* **To be done**
[1] In the text about Apache Spark and OVHcloud Data Processing, which features make Spark faster than Hadoop MapReduce?
[2] Write the next part of the text about Apache Spark and OVHcloud Data Processing, picking up after its final sentence.
# START OF Extract to read
But there are technologies that have been developed specifically for this purpose. They distribute the data and processing tasks automatically and retrieve the results for you. Currently, the most popular distributed computing technology, especially in relation to Data Science subjects, is Apache Spark.

Apache Spark is an open-source, distributed, cluster-computing framework. It is much faster than the previous one, Hadoop MapReduce, thanks to features like in-memory processing and lazy evaluation.

Apache Spark is the leading platform for large-scale SQL, batch processing, stream processing and machine learning. For coding in Apache Spark, you have the option of using different programming languages (including Java, Scala, Python, R and SQL). It can run locally in a single machine or in a cluster of computers to distribute its tasks.

As you can see in the google trends data chart above, there are alternatives. But Apache Spark has definitely established itself as the leader in distributed computing tools.

OVHcloud Data Processing (ODP)

OVHcloud is the leader of European hosting and cloud providers with a wide range of cloud services like public and private cloud, managed Kubernetes and cloud storage. But besides all the hosting and cloud services, OVHcloud also provides a range of big data analytics and artificial intelligence services as well as platforms.

One of the data services offered by OVHcloud is OVHcloud Data Processing (ODP). It is a service that allows you to submit a processing job without worrying about the cluster behind it. You just have to specify the resources you need for the job and the service will abstract the cluster creation, and destroy it for you as soon as your job finishes. In other words, you don’t have to think about clusters any more. Decide on how many resources you will need to process your data in an efficient way, and then let OVHcloud Data Processing do the rest.

On-demand, job-specific Spark clusters

The service will deploy a temporary, job-specific Apache Spark Cluster, then configure and secure it automatically. You don’t need to have any prior knowledge or skills related to the cloud, networking, cluster management systems, security, etc. You only have to focus on your processing algorithm and Apache Spark code.
# END OF Extract to read
# START OF Data
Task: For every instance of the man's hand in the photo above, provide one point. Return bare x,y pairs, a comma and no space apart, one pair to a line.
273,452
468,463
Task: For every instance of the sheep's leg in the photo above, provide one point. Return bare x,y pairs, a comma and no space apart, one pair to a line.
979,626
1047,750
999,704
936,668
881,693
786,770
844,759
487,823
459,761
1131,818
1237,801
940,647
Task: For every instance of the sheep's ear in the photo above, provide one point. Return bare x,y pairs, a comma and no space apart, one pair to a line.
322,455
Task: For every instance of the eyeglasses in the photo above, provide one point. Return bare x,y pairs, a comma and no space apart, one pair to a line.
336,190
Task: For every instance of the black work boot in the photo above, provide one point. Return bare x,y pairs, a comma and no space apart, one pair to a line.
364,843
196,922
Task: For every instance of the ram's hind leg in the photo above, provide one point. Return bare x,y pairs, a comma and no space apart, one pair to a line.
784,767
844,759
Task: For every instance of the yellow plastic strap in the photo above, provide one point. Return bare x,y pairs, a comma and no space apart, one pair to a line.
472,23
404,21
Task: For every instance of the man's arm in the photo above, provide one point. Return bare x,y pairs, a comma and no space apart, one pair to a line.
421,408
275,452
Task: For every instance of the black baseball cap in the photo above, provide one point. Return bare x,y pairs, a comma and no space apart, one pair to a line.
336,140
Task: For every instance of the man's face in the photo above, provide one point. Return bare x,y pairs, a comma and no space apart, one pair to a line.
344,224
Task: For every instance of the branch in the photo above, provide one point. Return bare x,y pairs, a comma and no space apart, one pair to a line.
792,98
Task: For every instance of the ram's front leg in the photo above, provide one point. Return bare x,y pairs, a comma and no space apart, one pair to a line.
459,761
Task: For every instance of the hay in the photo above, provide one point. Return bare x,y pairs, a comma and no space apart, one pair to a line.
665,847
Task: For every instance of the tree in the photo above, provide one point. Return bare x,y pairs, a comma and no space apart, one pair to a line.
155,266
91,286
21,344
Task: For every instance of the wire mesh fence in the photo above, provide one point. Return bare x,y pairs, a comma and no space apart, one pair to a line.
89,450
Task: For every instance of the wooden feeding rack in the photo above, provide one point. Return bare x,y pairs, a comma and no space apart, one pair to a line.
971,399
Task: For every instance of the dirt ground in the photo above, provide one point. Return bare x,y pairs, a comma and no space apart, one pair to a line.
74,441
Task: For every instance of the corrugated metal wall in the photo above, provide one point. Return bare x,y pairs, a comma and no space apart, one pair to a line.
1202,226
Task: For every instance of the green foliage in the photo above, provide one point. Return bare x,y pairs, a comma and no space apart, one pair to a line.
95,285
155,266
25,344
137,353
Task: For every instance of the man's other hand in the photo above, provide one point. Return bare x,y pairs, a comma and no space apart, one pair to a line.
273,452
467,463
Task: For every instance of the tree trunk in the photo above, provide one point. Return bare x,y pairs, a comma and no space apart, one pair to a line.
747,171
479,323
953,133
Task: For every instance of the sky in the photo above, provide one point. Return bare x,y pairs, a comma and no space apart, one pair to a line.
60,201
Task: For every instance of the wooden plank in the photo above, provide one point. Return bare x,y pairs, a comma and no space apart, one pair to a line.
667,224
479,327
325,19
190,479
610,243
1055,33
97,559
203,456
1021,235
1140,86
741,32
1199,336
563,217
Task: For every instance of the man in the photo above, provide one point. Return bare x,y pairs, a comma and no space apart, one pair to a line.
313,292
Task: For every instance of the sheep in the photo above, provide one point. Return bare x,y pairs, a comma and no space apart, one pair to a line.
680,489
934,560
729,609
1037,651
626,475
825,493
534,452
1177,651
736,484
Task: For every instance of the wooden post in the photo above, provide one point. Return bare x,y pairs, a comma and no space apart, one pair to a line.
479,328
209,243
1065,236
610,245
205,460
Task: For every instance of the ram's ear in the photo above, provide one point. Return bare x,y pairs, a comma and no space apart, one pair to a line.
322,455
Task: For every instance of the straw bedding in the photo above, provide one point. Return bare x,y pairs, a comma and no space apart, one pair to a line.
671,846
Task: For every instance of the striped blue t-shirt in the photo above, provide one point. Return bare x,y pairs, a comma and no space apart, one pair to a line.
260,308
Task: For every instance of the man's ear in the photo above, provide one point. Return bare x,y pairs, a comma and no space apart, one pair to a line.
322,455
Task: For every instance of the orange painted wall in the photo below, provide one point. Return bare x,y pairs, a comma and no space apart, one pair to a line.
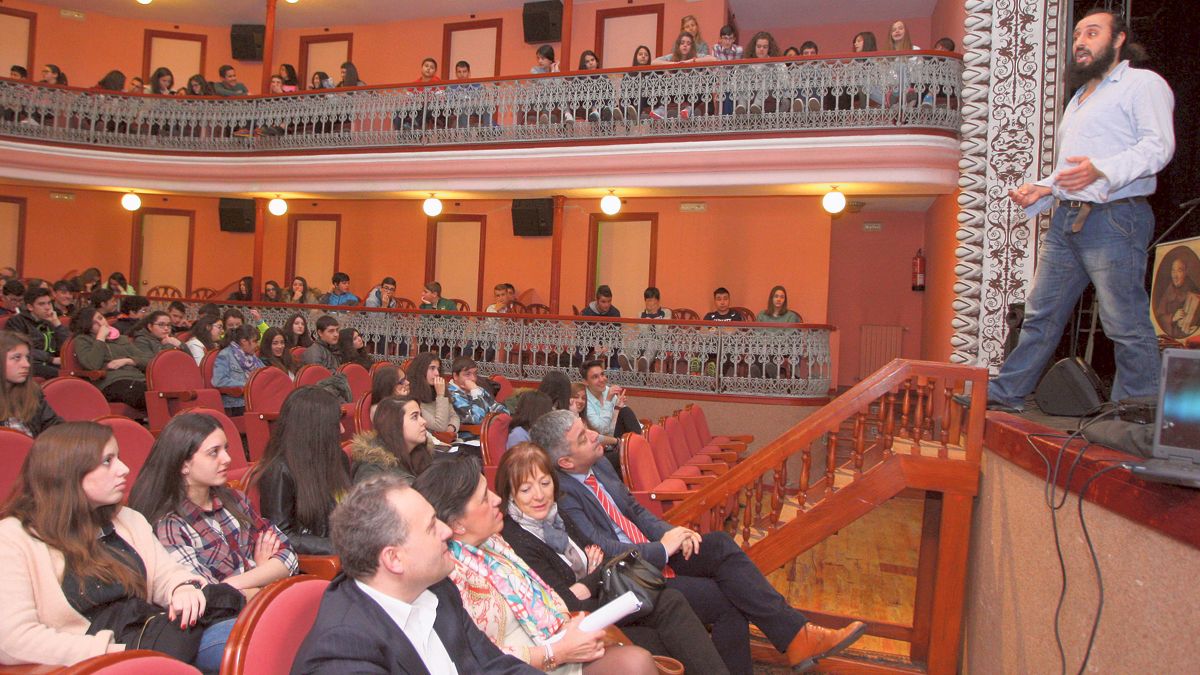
# END OF Data
* **Final answers**
[1] In-memory processing and lazy evaluation.

[2]
This service will download your Apache Spark code from one of your Object Storage containers, and ask you how much RAM and CPU cores you would like your job to use. You will also have to specify the region you want the processing to take place in. Last but not least, you will then have to choose the Apache Spark version you want to use to run your code. The service will then launch your job within a few seconds, according to the specified parameters until your job’s completion. Nothing else to do on your part. No cluster creation, no cluster destruction. Just focus on your code.

Your local computer resources no longer limit the amount of data you can process. You can run any number of processing jobs in parallel in any region and any version of Spark. Its also very fast and very easy.

How does it work ?

On your side You just need to:

Create a container in OVHcloud Object Storage and upload the Apache Spark code and any other required files to this container. Be careful not to put your data in the same container as well, as the whole container will be downloaded by the service.
You then have to define the processing engine (like Apache Spark) and its version, as well as the geographical region and the amount of resources (CPU cores, RAM and number of worker nodes) you need. There are three different ways to execute this (OVHcloud Control Panel, API or ODP CLI)

These are different steps that happen when you run a processing job in OVHcloud Data Processing (ODP) platform:

ODP will take over and handle the deployment and execution of your job according to the specifications that you defined.
Before starting your job, ODP will download all files that you uploaded in the specified container.
Next, ODP will run your job in a dedicated environment, created specifically for your job. Apart from a limitation on the available ports (list available here), your job can then connect to any data source (databases, object storage, etc) to read or write data (as long as they are reachable through the Internet)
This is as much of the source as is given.